** begin Stored records **
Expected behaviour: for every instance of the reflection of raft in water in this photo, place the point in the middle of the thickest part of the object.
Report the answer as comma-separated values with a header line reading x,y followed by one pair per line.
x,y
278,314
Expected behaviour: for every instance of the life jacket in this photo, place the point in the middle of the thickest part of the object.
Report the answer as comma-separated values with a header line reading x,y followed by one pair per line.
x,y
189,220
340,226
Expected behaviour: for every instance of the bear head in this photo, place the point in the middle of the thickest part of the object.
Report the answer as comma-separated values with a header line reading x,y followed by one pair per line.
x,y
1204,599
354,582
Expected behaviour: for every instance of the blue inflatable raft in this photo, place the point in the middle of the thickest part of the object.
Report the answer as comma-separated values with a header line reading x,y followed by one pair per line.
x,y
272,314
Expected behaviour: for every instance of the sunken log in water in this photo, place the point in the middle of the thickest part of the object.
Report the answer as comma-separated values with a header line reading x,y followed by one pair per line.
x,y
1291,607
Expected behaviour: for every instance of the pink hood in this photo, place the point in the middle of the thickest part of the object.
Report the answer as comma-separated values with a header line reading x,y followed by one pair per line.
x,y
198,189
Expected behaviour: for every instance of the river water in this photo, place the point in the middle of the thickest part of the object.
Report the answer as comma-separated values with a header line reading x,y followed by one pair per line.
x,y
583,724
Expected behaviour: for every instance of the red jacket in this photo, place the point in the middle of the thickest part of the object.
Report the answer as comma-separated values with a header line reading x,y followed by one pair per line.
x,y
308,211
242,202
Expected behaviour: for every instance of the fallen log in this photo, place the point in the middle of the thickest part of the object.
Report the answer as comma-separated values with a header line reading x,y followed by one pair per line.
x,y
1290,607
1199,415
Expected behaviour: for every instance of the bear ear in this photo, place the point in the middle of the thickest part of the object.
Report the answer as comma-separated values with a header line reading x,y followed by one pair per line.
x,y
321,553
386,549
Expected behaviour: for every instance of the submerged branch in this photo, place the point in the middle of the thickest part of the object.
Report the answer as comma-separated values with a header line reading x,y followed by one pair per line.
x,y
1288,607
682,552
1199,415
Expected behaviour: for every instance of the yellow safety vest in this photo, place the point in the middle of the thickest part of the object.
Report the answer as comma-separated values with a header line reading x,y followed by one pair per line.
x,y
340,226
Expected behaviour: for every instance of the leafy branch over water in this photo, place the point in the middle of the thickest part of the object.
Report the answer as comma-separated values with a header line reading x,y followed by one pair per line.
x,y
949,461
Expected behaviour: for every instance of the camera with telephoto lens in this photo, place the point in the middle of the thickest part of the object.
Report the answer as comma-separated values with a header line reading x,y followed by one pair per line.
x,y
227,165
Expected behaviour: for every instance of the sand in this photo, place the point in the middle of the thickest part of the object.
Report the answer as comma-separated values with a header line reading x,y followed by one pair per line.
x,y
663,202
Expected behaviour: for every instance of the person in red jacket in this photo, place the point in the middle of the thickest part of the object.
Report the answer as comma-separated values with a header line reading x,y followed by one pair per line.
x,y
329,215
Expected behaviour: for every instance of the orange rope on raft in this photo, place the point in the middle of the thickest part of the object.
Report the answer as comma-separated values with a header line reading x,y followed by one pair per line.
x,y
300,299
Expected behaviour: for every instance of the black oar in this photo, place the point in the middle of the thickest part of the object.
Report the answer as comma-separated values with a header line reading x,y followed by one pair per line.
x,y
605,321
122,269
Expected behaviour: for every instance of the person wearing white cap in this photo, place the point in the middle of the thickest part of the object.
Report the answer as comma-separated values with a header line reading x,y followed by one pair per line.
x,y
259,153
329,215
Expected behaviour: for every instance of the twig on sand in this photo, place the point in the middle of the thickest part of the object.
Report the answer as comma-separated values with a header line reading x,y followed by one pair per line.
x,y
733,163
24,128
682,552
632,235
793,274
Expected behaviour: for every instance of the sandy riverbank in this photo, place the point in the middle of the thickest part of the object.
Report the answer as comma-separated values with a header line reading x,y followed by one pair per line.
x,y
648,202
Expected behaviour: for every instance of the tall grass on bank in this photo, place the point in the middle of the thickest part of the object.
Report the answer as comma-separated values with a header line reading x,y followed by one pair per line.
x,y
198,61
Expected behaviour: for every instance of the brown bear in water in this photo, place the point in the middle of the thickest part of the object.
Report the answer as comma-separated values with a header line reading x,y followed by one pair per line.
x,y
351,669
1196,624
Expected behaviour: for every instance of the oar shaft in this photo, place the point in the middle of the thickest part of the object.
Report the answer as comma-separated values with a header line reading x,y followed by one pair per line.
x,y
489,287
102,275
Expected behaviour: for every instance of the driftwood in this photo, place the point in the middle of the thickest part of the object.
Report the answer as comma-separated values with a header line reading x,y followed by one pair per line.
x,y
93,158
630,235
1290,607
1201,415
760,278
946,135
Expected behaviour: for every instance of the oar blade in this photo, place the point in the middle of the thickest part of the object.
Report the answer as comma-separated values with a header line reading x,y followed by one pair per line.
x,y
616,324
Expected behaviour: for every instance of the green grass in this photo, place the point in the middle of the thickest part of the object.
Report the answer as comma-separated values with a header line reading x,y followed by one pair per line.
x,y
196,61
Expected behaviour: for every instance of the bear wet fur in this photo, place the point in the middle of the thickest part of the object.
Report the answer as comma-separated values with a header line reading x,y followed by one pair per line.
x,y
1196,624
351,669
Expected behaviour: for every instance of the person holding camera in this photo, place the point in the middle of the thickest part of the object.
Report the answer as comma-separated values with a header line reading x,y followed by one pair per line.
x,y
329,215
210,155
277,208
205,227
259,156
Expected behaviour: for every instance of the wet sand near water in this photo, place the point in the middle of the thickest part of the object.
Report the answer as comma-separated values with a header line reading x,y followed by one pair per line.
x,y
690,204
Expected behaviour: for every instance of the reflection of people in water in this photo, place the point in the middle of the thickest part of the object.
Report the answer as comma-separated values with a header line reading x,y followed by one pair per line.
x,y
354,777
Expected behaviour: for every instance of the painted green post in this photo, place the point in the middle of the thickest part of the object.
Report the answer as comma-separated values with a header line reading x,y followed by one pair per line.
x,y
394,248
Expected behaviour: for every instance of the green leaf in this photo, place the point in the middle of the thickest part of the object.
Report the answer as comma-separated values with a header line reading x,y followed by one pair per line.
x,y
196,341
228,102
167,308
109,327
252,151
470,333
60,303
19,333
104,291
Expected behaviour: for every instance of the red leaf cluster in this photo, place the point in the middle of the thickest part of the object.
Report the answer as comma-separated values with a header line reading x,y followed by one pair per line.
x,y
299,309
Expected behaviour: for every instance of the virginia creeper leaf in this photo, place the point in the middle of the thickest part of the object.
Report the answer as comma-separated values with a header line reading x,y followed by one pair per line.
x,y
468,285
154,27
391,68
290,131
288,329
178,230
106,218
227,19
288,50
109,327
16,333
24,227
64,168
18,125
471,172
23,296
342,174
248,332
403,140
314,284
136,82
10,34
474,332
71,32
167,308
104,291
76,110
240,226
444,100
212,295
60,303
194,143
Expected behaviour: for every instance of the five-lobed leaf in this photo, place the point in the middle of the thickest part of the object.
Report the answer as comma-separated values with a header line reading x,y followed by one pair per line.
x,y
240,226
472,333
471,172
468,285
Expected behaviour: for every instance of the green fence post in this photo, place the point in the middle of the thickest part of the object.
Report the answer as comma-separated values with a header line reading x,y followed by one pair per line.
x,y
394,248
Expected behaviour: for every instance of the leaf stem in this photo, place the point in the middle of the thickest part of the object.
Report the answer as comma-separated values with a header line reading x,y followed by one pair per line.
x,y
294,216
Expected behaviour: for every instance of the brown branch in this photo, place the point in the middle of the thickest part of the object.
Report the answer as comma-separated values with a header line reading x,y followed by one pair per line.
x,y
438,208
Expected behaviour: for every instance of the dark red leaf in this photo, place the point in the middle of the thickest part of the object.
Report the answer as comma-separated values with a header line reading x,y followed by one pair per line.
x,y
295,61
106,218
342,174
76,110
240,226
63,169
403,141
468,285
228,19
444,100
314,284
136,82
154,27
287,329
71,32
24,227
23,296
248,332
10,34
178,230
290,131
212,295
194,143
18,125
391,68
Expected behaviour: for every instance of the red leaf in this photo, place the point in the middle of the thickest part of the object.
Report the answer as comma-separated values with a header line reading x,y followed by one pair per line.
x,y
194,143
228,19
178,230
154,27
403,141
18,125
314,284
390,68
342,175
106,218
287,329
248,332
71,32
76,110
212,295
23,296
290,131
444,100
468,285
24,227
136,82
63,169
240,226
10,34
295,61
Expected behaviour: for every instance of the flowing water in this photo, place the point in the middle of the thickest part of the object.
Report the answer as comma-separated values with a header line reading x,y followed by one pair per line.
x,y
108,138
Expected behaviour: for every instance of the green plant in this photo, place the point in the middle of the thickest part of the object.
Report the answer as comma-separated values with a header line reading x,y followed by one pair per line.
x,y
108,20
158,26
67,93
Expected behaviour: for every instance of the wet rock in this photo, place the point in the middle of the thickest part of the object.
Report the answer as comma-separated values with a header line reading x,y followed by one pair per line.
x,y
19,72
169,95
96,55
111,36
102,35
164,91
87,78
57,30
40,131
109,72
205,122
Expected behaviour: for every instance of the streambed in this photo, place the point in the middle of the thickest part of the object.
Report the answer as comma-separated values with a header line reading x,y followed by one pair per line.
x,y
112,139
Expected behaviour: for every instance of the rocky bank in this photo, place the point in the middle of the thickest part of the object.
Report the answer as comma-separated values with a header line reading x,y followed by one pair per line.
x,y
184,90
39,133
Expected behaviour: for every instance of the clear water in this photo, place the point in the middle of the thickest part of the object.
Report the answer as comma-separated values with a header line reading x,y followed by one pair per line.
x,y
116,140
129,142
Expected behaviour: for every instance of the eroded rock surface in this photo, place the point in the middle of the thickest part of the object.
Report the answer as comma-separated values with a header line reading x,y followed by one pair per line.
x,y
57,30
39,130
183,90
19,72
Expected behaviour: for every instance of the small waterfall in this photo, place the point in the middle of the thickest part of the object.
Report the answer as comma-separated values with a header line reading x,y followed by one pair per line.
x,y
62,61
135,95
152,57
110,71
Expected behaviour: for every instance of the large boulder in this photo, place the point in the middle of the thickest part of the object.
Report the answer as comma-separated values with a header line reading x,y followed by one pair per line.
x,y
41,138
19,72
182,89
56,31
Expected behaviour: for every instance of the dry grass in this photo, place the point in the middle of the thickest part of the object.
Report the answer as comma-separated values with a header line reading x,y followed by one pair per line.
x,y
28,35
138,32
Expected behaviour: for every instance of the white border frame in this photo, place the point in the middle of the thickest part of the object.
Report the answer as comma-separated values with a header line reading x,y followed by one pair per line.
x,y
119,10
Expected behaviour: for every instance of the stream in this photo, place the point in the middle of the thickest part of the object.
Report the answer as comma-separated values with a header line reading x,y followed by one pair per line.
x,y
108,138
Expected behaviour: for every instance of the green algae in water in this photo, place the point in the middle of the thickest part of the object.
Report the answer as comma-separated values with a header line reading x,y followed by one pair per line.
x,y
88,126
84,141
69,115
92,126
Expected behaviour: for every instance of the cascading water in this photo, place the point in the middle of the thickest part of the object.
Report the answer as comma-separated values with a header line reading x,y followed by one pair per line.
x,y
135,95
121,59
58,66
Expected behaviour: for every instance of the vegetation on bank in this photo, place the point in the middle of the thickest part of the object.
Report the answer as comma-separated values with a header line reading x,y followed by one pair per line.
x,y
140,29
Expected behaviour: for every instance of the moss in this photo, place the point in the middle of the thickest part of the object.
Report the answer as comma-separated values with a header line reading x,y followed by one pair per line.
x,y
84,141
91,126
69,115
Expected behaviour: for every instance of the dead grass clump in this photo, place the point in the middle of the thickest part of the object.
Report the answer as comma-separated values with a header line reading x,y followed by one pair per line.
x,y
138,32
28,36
** end Stored records **
* **Challenge**:
From the line with "Expected behaviour: for every instance of the moss" to the last line of the material, give every line again exactly, and only those lines.

* **Solution below**:
Expected behaviour: for every instance of the moss in this photo, place the point in the middle of the thickest part of the object.
Report the answer as comma-separated values with a header line reading x,y followed by one pair per line.
x,y
84,141
91,126
69,115
Expected behaviour: for every instance of the dead grass clump in this photo, place the point in the middle of the thickest part of the object.
Report the answer as comma-separated values with a header line reading x,y followed by one pair per line.
x,y
138,32
28,36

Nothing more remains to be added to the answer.